--- START ---

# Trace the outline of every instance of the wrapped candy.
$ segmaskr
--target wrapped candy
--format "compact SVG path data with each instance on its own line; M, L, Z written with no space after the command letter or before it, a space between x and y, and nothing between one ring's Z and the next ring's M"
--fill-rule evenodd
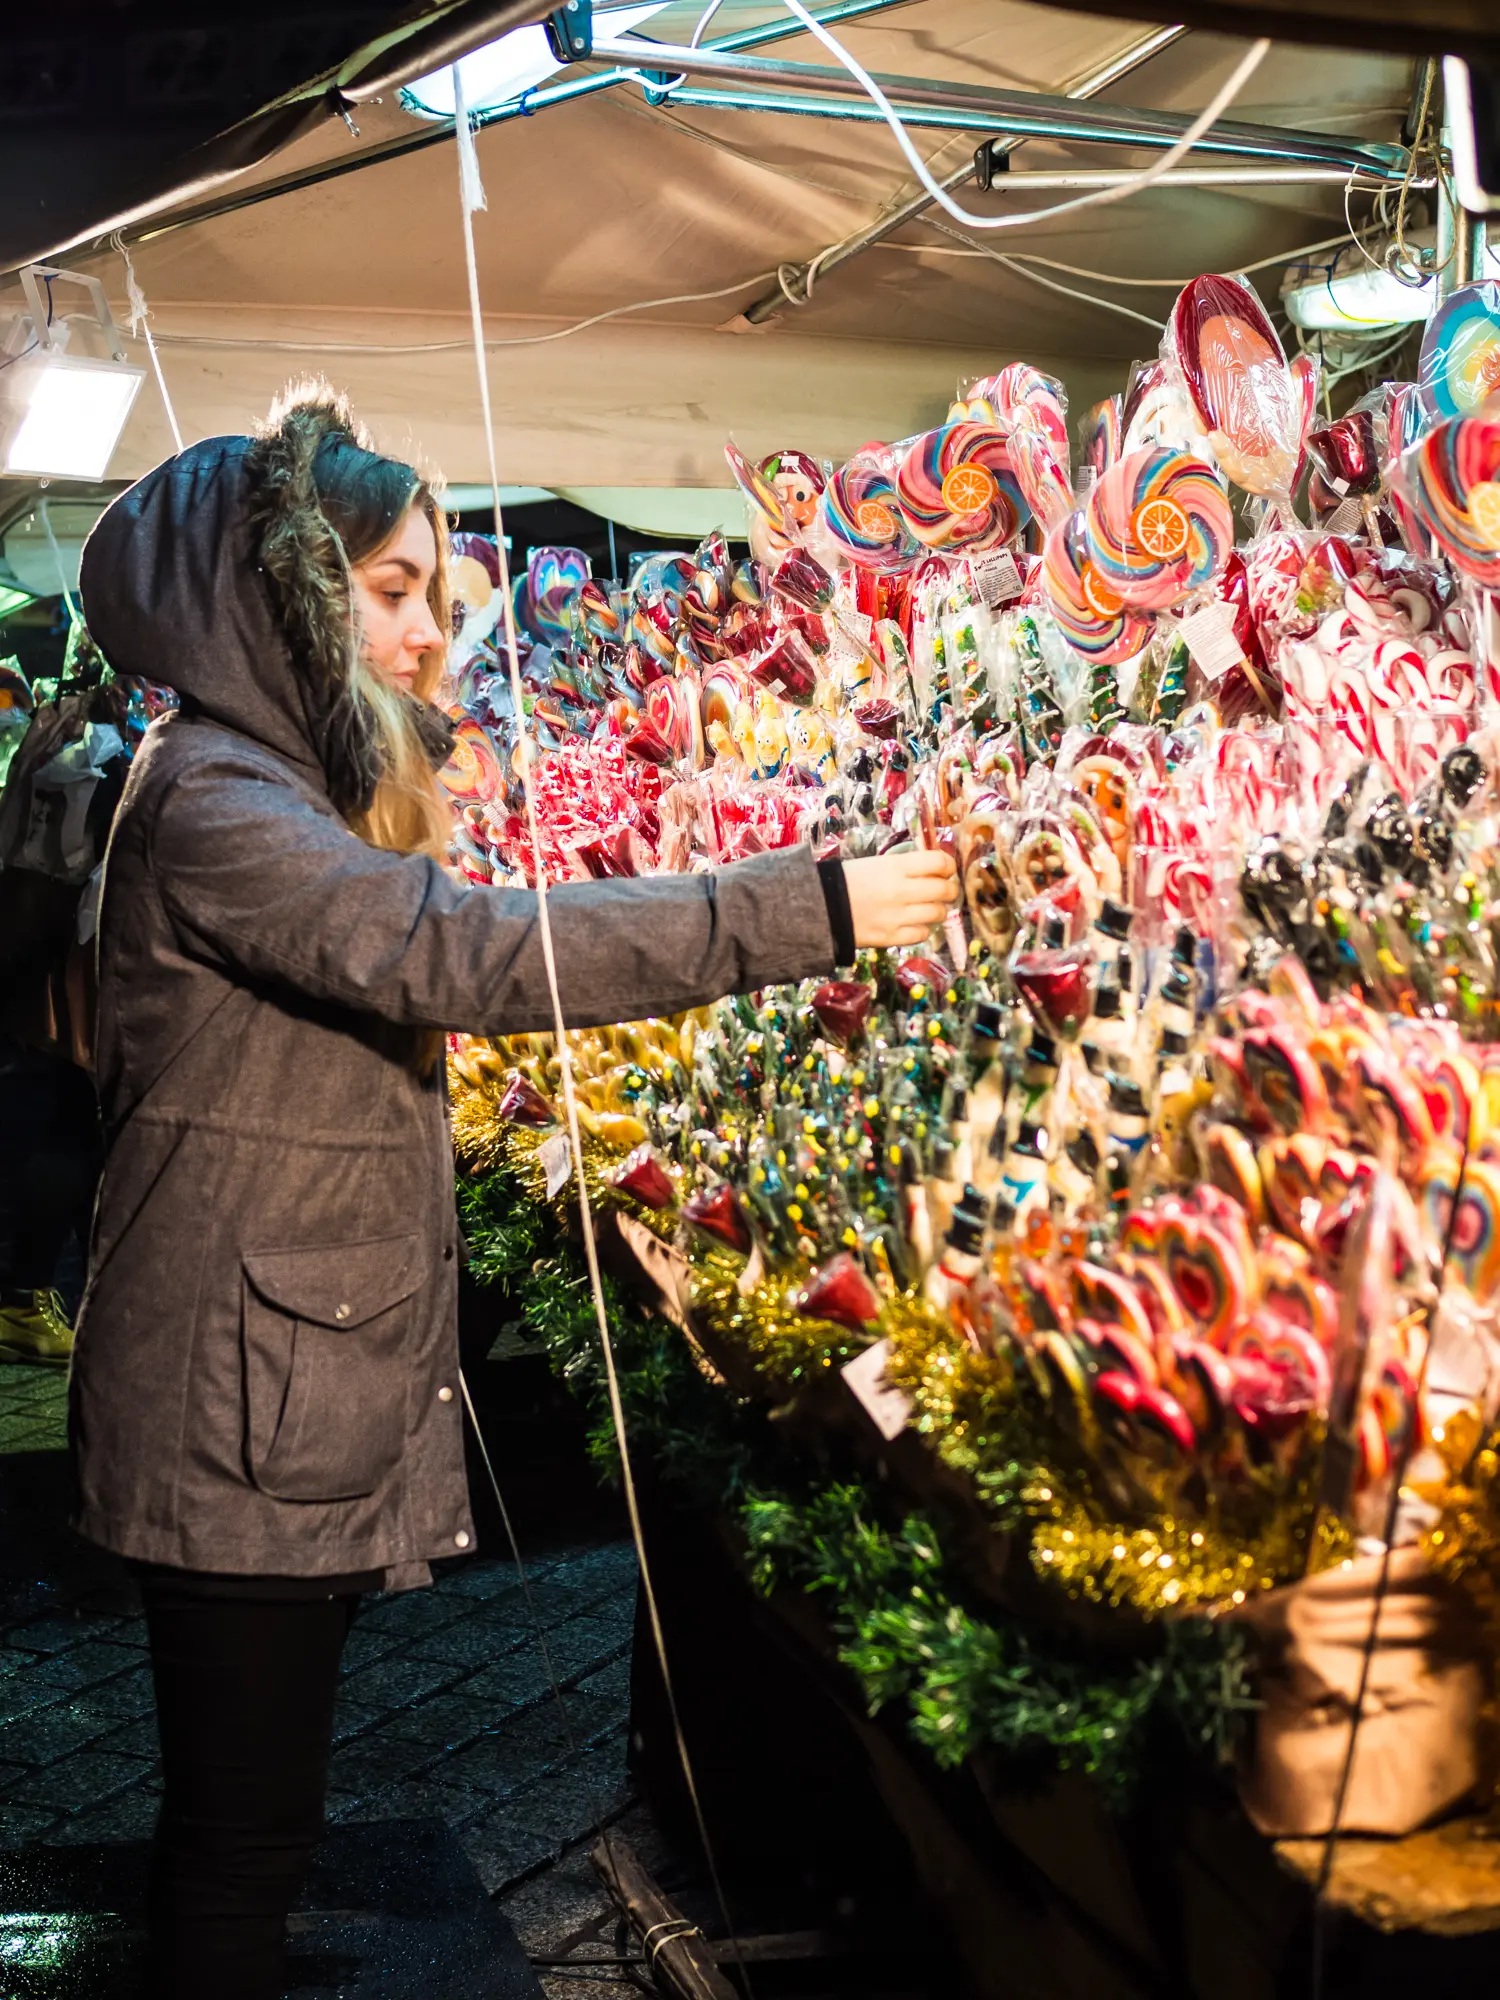
M1284 497L1302 437L1302 397L1276 329L1249 285L1195 278L1163 342L1218 464L1247 493Z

--- END ---

**Exercise prompt**
Working from the lines above, reproduce the material exactly and exclude its pictures.

**Solution for this problem**
# Trace the outline of every instance of the wrapped candy.
$ segmaskr
--target wrapped candy
--format "compact SVG path data with each instance on its own line; M, L, Z written with no space after the command letter or before it, a space between x and y, and nothing between one ring's Z and the next ring's M"
--fill-rule evenodd
M1284 497L1302 437L1302 397L1276 329L1249 285L1195 278L1163 342L1218 464L1247 493Z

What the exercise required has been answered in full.